Extracted text below:

Americans are Now Traveling Overseas for Surgery

Growing up I recall hearing stories of how wealthy foreigners would frequently travel all the way to these United States in order to receive top notch medical attention. Fast forward a decade or two, and all I hear about now is how it is us Americans being forced abroad in order to receive affordable care. The article below from the New York Times, “In Need of a New Hip, but Priced Out of the U.S.” is a fantastic, but depressing read on the subject.

We learn about a hip and knee implant cartel of five companies, kickbacks to surgeons, salespeople in the operating room, massive bureaucratic red tape and rampant price gouging, in complete contrast to the Hippocratic Oath. This is whythe list price of a total hip implant increased nearly 300 percent from 1998 to 2011.” While this is an extraordinarily complicated subject, one on which I claim zero expertise, one thing is for certain. If a U.S. citizen has to travel to Belgium to implant a medical device made right here in the USA, we have a very, very serious problem. From the New York Times:

WARSAW, Ind. — Michael Shopenn’s artificial hip was made by a company based in this remote town, a global center of joint manufacturing. But he had to fly to Europe to have it installed.

Desperate to find an affordable solution, he reached out to a sailing buddy with friends at a medical device manufacturer, which arranged to provide his local hospital with an implant at what was described as the “list price” of $13,000, with no markup. But when the hospital’s finance office estimated that the hospital charges would run another $65,000, not including the surgeon’s fee, he knew he had to think outside the box, and outside the country.

End of Extracted text.
Material supplied below:

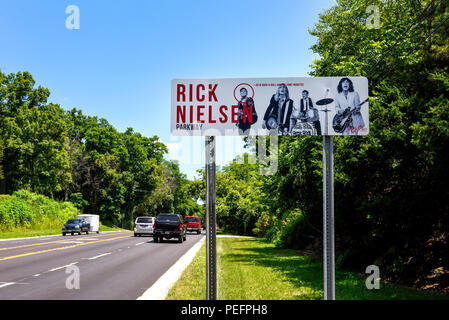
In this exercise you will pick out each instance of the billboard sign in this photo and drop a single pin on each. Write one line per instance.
(262, 106)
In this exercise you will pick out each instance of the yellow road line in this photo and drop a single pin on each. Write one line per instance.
(37, 244)
(61, 248)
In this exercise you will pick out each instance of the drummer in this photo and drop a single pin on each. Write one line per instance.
(307, 113)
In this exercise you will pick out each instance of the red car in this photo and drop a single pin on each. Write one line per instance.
(193, 224)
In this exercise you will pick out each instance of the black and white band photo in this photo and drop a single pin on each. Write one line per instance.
(247, 114)
(279, 111)
(348, 119)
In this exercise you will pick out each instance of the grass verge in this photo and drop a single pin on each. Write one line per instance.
(253, 269)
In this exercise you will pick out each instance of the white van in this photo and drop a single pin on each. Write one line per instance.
(143, 225)
(93, 220)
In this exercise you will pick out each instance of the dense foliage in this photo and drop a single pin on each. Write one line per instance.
(69, 156)
(25, 210)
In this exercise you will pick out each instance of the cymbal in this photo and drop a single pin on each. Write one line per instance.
(323, 102)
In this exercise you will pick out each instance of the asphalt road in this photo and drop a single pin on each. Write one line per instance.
(110, 266)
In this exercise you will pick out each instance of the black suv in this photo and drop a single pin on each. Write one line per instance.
(169, 226)
(75, 225)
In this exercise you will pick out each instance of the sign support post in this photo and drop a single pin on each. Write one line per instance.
(328, 218)
(211, 230)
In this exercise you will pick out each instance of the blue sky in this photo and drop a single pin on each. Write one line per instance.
(120, 63)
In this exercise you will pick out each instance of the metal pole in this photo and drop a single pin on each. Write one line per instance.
(211, 251)
(328, 218)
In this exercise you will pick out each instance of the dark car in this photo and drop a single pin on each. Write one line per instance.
(193, 223)
(75, 226)
(169, 226)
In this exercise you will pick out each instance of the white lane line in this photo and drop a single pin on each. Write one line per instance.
(63, 267)
(5, 284)
(160, 288)
(99, 256)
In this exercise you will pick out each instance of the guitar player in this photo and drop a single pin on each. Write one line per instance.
(348, 98)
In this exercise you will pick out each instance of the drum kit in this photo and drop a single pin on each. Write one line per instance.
(273, 124)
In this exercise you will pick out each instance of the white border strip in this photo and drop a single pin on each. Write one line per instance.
(159, 290)
(48, 236)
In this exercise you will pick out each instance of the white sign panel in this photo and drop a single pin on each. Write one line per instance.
(257, 106)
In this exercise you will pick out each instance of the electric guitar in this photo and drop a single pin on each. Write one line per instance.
(342, 121)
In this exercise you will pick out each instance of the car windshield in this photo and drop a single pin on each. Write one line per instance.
(168, 217)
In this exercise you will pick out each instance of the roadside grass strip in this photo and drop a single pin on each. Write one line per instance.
(253, 269)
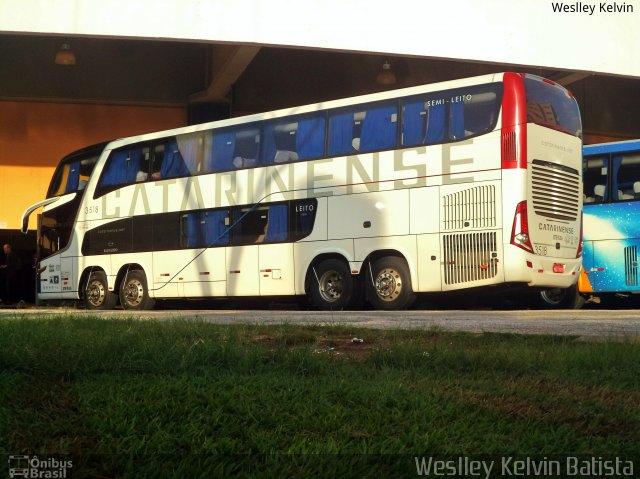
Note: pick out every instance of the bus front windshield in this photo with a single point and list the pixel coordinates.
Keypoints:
(552, 106)
(73, 172)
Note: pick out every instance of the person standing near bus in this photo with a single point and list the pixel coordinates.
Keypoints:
(10, 270)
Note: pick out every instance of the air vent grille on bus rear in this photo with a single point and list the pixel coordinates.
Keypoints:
(555, 190)
(631, 265)
(472, 208)
(469, 257)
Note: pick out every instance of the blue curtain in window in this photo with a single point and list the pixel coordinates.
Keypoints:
(617, 163)
(456, 121)
(277, 221)
(172, 163)
(341, 134)
(378, 131)
(123, 168)
(413, 123)
(216, 233)
(435, 124)
(224, 145)
(310, 138)
(188, 146)
(269, 146)
(194, 230)
(73, 177)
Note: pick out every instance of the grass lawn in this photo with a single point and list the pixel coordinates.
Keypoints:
(145, 399)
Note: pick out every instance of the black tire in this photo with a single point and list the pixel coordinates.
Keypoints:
(96, 293)
(134, 294)
(560, 298)
(389, 284)
(332, 286)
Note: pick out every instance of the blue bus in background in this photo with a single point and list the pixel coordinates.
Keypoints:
(611, 219)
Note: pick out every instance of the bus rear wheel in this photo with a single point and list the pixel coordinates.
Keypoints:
(97, 295)
(332, 285)
(389, 286)
(134, 294)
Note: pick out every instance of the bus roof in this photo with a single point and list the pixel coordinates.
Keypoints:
(615, 147)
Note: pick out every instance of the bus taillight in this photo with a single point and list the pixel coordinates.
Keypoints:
(520, 230)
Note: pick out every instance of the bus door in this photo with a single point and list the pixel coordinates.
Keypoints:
(55, 226)
(205, 235)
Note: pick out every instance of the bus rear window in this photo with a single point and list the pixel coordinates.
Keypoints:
(551, 106)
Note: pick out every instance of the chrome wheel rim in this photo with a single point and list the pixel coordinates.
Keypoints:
(331, 286)
(133, 292)
(388, 284)
(96, 293)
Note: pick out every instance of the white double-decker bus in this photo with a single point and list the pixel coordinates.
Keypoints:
(462, 184)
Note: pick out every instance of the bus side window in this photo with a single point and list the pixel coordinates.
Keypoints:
(300, 138)
(595, 179)
(364, 128)
(123, 167)
(378, 130)
(203, 229)
(423, 121)
(303, 216)
(626, 176)
(235, 148)
(261, 225)
(247, 146)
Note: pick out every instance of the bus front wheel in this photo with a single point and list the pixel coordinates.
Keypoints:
(134, 293)
(389, 285)
(559, 298)
(97, 295)
(332, 285)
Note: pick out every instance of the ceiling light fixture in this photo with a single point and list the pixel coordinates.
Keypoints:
(386, 75)
(65, 56)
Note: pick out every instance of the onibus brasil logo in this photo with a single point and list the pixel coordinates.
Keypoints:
(35, 468)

End of Material supplied.

_Exercise A_. Write out everything in the post on Americans traveling overseas for surgery from "WARSAW, Ind. —" down to "have it installed.".
_Exercise B_.
Answer these questions using the post on Americans traveling overseas for surgery:
(i) What is the title of the New York Times article the post recommends?
(ii) How many companies make up the hip and knee implant cartel it mentions?
(iii) At what list price was the implant to be provided to Michael Shopenn's local hospital?
_Exercise C_. Write the next part of the post on Americans traveling overseas for surgery, continuing after its last sentence.

_Response box A_.
WARSAW, Ind. — Michael Shopenn’s artificial hip was made by a company based in this remote town, a global center of joint manufacturing. But he had to fly to Europe to have it installed.

_Response box B_.
(i) "In Need of a New Hip, but Priced Out of the U.S."
(ii) Five
(iii) $13,000

_Response box C_.
Makers of artificial implants — the biggest single cost of most joint replacement surgeries — have proved particularly adept at commanding inflated prices, according to health economists. Multiple intermediaries then mark up the charges. While Mr. Shopenn was offered an implant in the United States for $13,000, many privately insured patients are billed two to nearly three times that amount.

An artificial hip, however, costs only about $350 to manufacture in the United States, according to Dr. Blair Rhode, an orthopedist and entrepreneur whose company is developing generic implants.

So why are implant list prices so high, and rising by more than 5 percent a year? In the United States, nearly all hip and knee implants — sterilized pieces of tooled metal, plastic or ceramics — are made by five companies, which some economists describe as a cartel. Manufacturers tweak old models and patent the changes as new products, with ever-bigger price tags.

Generic or foreign-made joint implants have been kept out of the United States by trade policy, patents and an expensive Food and Drug Administration approval process that deters start-ups from entering the market. The “companies defend this turf ferociously,” said Dr. Peter M. Cram, a physician at the University of Iowa medical school who studies the costs of health care.